_SET PROBLEM A:_ Find each line in the records below that contains the string "window", and copy those lines out.

Rollback

Also known as: deployment rollback, release rollback, revert deployment, roll back

Updated 2026-06-124 questions

A rollback reverts a deployment to a previously known-good version when the new release misbehaves - restoring the prior artifact, container image, or routing target so users stop seeing the broken change. It is the safety net that makes frequent shipping possible: short, rehearsed, and ideally automated before it is ever needed in anger.

How does a rollback work?

A rollback returns a running system to a previous, already-tested version of the application as quickly and reliably as possible. The exact mechanism depends on how the release was shipped:

  • Artifact-based deploys (static sites, server bundles, jar/zip files) roll back by re-pointing the public routing target at the previous artifact version. The old artifact is still published, so no rebuild is needed.
  • Container deploys roll back by re-applying the previous image tag or the previous Kubernetes Deployment revision. kubectl rollout undo is the canonical one-liner; behind the scenes the cluster scales the previous ReplicaSet back up and the new one down.
  • Traffic-split deploys (canary, blue-green, weighted routing) roll back by setting the new version's weight to zero. Because the previous version was still serving the rest of users, nothing has to come back up - it is already up.

_SET PROBLEM B:_ Pick up the rollback article where it stops and write its next portion.

_THE INPUT:_
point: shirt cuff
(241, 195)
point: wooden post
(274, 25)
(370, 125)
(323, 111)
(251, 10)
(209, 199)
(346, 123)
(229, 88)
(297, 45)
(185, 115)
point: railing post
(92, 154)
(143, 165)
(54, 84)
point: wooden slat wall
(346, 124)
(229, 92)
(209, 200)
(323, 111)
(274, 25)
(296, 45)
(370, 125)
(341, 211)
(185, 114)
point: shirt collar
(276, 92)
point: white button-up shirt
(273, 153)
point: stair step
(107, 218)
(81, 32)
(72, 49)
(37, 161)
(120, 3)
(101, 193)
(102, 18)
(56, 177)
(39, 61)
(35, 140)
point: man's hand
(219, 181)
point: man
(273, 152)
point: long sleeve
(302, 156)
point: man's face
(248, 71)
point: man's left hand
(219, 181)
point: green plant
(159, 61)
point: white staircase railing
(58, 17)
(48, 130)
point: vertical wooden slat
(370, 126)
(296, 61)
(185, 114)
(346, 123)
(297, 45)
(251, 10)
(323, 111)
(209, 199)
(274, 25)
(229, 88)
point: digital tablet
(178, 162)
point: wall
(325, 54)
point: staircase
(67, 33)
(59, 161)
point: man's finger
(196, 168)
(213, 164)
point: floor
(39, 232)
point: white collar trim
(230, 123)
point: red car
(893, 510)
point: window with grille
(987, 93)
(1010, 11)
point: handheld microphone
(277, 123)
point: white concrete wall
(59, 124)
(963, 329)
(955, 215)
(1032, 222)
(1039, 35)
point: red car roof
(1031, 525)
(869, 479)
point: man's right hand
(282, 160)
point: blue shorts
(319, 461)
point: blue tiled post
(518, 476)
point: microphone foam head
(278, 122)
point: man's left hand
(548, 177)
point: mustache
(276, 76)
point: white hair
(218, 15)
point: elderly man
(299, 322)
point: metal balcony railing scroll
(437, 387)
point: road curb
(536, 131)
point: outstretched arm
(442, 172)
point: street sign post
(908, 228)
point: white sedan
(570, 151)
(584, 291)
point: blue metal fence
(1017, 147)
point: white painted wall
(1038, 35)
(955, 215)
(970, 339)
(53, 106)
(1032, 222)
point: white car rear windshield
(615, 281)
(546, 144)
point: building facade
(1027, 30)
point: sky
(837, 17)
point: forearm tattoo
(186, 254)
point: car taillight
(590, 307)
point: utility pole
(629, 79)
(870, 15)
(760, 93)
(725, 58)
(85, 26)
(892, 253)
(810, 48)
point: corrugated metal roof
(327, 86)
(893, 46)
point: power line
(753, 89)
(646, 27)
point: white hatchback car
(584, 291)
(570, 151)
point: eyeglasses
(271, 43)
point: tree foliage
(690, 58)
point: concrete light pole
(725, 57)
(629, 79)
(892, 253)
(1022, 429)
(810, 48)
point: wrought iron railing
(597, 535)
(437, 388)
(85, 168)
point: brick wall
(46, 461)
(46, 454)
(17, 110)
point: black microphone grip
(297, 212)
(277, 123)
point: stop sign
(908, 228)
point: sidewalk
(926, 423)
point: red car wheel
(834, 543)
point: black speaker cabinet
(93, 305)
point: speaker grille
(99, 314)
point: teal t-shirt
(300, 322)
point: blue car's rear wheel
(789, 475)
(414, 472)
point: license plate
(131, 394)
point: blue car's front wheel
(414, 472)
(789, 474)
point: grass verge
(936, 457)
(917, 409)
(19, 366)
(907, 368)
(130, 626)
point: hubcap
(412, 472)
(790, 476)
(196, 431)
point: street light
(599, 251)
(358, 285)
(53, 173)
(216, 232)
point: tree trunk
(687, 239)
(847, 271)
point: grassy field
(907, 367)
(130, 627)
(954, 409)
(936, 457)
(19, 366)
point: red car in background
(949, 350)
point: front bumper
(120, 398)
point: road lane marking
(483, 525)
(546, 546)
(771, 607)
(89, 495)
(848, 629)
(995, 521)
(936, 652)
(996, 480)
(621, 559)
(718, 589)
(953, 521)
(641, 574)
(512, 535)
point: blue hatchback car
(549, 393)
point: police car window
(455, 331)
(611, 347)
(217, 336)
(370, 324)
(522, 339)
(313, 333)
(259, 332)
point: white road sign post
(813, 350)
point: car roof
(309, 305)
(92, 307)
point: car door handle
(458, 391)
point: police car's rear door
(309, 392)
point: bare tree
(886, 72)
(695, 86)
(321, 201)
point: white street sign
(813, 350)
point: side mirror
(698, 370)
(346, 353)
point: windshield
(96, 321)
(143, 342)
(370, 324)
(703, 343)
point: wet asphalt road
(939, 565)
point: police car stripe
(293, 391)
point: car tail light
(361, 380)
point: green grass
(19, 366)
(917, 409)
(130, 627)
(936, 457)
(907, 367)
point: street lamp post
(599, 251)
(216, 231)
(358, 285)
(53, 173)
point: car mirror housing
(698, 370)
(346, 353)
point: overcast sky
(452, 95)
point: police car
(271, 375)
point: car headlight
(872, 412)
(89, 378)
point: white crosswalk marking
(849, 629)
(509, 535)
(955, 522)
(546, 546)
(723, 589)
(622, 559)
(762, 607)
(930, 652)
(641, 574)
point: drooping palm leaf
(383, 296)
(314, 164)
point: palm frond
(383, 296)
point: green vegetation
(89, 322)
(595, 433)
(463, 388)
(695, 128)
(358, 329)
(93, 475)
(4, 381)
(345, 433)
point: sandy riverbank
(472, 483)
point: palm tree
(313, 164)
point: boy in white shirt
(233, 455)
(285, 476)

_TASK ANSWER A:_
point: window with grille
point: police car window

_TASK ANSWER B:_
  • Serverless deploys (Lambda, Cloud Run, Vercel, Netlify) roll back by promoting a previous immutable revision to the live alias.

In all four shapes the principle is the same: the previous version must still be addressable, and the cutover must be a single, idempotent operation - a weight change, a tag swap, a route update - rather than a fresh build. The rebuild path is too slow and too risky to be the rollback path.

A good rollback is also observable: the operation emits a deployment event so dashboards, alerting and the change log all know the live version moved. Without that signal, the next on-call has no way to tell whether they are looking at a problem with the new version or with the version they just rolled back to.

Why does a rollback matter?

Rollback is the load-bearing assumption behind every modern release practice. It is what makes the rest of the toolbox safe to use.

  • It puts a ceiling on user impact. A broken release lasts only as long as it takes to detect and revert. With a routing-level rollback that is often under a minute - a 50-1000x reduction in damage compared to a redeploy under pressure.
  • It enables frequent deployment. The DORA report's four key metrics include deployment frequency and mean time to restore for a reason: teams ship often precisely because they trust the revert button. Take the revert button away and deployment frequency collapses back to monthly release trains.
  • It separates "deployed" from "released". Combined with feature flags or a canary release, rollback lets the binary stay deployed while only the broken slice of traffic - or the broken feature - is taken away.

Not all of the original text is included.